**ACTION ITEM**. Can you reproduce the part of the bass tournament report that begins at the words "Cody Meyer, a" and stops after "for second place.", keeping every word unchanged?

TEXT BLOCK START

Two things may have helped Gray hook into those big kickers. One, he scented his baits, which he believes helped him with his hookups immensely.
Two, he fished up the Pit River arm of Shasta Lake. There, not only did he find schools of slightly larger fish, he felt right at home dropping his wacky-rigged Senko to suspended spotted bass in the deep, clear water.
“Where I live (in Atascadero), we have Nacimiento Reservoir, and it’s just like this place. They’re very similar in shape and the way they fish. It has big rock walls, and that’s what I target here,” Gray said. “This lake just makes sense to me. I just go out, try my thing, and it works.”
“I think the places I was fishing, there weren’t as many fish, but I really believe those areas had a little bigger fish,” he said. “Today the wind died down a little bit; it was calm all over the Pit arm. That really, really helped me because I was fishing with such light weights.”
Gray’s familiarity with this lake has earned him trips to the Saturday rodeo before at Shasta. He finished eighth at last April’s Western Division stop here, and last weekend he finished sixth in a WON Bass tournament here. But finally – at his home lake away from home – he has captured his first big win, not to mention a $25,000 victory check.
“Can you believe it? I still can’t believe it,” he said. “I’ve been doing this for 15 years, and this is the highlight of my career right now. I’m just in awe.”
Cody Meyer, a young pro out of Grass Valley, Calif., earned his second Western Division top-10 finish and $8,301 with a 44-pound, 8-ounce four-day total, good for second place.
His limit weighed 10 pounds even Saturday, and he said it was all he could do after pushing his luck early in the week.
“I burned out all my fish the first day, so I pretty much just ran around looking for stuff the last couple of days,” he said. “But I had a great weekend. It was an awesome time.”

TEXT BLOCK END
EXCERPTED DATA START

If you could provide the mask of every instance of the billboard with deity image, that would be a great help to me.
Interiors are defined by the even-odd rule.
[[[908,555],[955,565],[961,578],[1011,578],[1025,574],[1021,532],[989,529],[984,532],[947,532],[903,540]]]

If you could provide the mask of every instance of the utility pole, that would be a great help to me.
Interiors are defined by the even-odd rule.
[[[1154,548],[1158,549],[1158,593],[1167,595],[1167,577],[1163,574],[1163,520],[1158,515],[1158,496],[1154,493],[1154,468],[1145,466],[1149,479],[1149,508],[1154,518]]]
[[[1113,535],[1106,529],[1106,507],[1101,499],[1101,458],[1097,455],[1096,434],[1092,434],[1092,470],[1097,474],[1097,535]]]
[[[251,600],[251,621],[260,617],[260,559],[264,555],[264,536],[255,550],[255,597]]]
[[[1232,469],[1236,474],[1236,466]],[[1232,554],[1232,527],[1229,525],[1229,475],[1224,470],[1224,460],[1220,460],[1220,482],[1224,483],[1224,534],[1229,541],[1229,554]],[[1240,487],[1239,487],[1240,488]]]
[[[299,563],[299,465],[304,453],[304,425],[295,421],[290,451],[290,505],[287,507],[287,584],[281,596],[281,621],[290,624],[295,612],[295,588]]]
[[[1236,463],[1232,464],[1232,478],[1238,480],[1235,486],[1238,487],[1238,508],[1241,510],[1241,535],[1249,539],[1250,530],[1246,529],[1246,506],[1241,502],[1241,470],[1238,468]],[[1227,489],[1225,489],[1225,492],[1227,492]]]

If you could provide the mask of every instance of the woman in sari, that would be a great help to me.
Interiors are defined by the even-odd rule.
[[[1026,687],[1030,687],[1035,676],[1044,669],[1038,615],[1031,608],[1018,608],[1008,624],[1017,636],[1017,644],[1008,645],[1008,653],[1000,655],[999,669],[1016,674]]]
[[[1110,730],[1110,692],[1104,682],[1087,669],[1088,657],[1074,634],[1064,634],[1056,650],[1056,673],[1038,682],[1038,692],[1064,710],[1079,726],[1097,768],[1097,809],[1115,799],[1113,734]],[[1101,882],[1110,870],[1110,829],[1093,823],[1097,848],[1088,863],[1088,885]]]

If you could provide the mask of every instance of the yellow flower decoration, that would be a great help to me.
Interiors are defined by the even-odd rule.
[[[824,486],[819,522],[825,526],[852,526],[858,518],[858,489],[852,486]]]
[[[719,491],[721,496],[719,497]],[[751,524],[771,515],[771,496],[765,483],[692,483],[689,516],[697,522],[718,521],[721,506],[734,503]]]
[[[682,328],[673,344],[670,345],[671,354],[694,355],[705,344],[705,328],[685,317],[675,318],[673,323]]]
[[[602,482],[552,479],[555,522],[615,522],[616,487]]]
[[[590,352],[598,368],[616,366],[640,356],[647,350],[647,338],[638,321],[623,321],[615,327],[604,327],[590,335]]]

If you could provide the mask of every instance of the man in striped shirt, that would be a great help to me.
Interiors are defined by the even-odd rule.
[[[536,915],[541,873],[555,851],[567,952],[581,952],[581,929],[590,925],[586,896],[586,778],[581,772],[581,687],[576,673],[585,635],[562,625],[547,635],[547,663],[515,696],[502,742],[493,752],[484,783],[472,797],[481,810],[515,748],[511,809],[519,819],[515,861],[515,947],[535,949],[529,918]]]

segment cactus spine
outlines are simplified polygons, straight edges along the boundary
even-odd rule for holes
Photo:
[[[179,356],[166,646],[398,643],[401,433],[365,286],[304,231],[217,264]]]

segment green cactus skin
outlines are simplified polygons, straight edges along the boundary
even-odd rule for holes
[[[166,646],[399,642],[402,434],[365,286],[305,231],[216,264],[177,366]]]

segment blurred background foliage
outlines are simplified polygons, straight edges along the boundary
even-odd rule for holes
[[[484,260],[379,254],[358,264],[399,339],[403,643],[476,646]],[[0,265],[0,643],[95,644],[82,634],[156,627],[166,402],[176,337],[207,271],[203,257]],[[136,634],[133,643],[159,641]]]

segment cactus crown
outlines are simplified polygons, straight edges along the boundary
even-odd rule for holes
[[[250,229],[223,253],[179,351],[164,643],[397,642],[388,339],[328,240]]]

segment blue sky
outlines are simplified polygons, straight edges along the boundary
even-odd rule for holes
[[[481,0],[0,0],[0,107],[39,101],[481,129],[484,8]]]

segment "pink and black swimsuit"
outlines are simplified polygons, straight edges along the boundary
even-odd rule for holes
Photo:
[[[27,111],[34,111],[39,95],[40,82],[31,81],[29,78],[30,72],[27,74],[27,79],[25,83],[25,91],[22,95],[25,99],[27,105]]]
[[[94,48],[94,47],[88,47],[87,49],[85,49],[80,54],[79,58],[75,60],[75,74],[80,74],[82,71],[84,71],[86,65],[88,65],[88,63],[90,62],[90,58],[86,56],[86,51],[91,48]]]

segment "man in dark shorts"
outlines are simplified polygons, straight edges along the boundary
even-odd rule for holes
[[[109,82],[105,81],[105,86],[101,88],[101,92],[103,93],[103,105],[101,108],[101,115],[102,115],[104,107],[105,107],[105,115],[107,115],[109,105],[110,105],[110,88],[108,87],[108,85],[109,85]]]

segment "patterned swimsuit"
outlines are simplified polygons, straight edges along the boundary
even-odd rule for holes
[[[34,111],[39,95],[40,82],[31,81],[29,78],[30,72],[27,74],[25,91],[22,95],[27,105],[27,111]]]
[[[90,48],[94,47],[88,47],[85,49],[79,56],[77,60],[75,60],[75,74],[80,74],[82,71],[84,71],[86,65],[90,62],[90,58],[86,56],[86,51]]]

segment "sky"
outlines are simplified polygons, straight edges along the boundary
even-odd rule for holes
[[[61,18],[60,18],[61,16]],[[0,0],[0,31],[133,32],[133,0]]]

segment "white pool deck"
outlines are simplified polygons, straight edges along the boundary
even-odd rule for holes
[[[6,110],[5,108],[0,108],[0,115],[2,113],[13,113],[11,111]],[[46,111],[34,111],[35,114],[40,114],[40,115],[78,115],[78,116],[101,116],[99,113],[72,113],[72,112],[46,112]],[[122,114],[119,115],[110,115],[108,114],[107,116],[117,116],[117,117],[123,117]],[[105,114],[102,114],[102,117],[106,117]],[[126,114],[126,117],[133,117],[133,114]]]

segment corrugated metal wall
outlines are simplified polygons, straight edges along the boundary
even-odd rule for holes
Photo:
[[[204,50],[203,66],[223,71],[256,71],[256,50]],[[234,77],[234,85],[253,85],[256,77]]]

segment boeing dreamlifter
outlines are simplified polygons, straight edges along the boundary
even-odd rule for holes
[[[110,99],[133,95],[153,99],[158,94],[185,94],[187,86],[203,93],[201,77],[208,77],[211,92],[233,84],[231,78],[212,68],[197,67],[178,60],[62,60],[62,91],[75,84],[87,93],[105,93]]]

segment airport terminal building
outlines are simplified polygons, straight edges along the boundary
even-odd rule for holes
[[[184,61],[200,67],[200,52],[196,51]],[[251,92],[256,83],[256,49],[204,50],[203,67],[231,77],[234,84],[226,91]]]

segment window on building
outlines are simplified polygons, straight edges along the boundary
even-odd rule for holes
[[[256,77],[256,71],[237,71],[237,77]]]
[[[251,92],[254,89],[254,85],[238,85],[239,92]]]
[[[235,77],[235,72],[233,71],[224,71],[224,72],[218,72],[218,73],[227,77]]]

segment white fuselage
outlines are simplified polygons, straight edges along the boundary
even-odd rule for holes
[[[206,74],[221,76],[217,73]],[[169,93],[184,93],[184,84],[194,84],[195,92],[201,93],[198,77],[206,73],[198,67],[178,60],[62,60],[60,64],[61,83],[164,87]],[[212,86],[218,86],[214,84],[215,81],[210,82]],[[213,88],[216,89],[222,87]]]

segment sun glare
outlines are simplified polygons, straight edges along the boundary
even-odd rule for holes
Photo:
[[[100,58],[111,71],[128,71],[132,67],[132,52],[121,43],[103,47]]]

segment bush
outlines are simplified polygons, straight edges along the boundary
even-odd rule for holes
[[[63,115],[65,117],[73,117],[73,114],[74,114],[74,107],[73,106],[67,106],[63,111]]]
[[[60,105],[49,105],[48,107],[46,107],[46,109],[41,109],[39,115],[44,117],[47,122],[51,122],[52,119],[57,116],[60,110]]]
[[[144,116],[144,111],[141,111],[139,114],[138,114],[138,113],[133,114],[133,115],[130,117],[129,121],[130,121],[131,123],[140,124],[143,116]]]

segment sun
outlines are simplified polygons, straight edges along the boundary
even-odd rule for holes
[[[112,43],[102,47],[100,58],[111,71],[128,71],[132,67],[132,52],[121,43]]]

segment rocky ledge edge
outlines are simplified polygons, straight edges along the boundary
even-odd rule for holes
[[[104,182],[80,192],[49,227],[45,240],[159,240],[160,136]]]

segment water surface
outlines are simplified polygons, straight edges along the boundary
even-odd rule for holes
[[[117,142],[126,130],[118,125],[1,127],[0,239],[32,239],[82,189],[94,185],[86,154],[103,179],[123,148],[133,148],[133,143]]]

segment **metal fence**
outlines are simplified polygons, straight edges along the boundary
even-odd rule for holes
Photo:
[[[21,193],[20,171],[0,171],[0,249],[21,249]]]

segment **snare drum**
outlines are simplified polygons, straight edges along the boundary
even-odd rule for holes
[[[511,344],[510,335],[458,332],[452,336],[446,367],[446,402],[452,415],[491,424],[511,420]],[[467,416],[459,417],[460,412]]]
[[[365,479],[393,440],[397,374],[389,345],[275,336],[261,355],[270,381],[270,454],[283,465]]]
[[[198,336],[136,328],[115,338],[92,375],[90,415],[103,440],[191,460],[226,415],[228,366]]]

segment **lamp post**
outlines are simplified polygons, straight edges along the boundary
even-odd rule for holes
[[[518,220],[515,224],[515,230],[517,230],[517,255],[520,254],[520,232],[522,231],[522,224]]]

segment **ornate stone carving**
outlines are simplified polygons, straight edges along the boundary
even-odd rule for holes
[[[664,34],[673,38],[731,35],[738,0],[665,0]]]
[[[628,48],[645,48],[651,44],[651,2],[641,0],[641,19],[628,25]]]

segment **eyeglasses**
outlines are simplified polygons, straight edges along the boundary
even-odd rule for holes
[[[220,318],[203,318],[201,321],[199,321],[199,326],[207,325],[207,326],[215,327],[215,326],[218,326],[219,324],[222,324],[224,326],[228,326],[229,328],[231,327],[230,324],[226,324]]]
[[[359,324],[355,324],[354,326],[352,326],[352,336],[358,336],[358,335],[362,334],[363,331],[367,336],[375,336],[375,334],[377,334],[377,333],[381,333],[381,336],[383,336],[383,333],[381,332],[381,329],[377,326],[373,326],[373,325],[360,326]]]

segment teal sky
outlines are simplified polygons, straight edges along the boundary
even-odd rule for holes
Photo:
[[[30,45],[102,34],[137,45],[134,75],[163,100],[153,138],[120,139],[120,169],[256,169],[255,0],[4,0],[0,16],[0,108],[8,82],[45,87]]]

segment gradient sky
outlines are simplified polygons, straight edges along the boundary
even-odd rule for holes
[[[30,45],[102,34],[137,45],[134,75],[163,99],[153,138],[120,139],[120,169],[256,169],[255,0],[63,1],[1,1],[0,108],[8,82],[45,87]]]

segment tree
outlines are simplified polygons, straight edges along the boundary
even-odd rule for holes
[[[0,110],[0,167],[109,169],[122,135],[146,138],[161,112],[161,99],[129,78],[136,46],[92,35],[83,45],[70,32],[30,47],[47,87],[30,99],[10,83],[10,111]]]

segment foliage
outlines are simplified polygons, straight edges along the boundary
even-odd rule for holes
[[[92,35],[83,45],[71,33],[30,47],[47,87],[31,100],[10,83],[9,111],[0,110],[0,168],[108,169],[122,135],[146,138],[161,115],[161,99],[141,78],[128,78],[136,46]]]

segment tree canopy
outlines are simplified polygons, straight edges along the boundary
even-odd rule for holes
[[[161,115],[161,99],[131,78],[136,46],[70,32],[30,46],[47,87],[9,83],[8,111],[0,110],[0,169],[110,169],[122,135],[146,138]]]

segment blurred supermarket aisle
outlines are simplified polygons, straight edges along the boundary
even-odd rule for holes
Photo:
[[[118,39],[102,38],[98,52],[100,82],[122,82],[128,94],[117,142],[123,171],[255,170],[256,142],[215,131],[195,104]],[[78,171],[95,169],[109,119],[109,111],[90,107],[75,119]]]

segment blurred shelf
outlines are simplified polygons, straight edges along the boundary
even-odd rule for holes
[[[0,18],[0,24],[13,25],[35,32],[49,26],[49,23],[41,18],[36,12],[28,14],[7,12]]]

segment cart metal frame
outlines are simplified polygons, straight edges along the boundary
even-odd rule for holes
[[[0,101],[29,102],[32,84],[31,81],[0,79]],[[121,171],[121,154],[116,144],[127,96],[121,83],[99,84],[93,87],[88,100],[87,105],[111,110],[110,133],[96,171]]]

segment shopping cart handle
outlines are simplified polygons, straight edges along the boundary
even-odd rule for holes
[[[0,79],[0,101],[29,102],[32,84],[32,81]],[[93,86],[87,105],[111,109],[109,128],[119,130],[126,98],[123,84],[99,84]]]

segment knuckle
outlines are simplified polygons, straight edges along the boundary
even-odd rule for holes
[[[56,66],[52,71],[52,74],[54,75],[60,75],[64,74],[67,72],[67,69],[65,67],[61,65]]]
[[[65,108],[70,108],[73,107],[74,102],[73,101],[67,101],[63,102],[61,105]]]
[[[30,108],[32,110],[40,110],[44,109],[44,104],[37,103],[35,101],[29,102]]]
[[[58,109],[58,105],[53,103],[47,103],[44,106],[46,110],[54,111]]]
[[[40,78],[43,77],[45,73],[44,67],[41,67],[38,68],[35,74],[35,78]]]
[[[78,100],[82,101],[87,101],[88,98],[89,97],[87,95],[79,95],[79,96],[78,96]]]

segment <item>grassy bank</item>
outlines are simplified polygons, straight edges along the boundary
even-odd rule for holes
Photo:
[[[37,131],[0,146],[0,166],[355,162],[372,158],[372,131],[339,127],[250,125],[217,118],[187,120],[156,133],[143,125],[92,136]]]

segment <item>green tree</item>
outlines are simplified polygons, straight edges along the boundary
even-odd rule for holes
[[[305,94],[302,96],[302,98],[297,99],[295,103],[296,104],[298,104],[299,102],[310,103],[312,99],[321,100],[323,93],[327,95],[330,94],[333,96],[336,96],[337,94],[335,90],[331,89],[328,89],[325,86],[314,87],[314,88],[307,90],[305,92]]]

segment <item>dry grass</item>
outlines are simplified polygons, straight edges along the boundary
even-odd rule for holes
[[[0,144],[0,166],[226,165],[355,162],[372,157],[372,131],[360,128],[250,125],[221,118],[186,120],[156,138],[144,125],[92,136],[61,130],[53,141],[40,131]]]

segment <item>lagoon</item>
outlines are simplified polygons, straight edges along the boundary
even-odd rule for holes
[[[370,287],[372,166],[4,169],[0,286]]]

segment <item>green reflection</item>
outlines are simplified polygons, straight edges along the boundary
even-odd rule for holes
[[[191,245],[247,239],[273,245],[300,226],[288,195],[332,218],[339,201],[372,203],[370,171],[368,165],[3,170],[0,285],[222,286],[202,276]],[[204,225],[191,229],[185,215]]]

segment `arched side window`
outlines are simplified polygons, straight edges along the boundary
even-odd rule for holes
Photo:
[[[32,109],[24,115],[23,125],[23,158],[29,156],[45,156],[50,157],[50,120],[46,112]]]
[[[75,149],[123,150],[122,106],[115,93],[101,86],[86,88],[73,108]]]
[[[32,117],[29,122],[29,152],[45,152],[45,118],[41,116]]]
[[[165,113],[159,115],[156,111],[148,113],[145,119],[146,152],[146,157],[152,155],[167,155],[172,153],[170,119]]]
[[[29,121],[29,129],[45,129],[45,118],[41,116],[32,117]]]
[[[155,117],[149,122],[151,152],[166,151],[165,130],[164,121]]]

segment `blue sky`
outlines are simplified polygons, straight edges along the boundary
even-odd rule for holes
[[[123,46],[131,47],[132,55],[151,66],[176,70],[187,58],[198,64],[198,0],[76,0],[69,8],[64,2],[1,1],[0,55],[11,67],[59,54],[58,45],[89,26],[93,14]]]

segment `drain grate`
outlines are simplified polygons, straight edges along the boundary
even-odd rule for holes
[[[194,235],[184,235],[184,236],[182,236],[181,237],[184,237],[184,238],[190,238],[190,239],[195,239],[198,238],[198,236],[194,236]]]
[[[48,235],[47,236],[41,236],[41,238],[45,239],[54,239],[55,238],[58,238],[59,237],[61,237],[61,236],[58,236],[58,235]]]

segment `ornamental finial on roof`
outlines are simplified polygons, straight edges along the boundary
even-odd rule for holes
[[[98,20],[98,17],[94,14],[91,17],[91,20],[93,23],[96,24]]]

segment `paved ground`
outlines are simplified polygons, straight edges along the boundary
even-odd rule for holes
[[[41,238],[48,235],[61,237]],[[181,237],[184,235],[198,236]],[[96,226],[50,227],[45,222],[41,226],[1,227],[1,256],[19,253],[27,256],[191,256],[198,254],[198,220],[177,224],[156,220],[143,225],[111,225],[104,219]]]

EXCERPTED DATA END

**SOLUTION TO THIS PROBLEM**.
Cody Meyer, a young pro out of Grass Valley, Calif., earned his second Western Division top-10 finish and $8,301 with a 44-pound, 8-ounce four-day total, good for second place.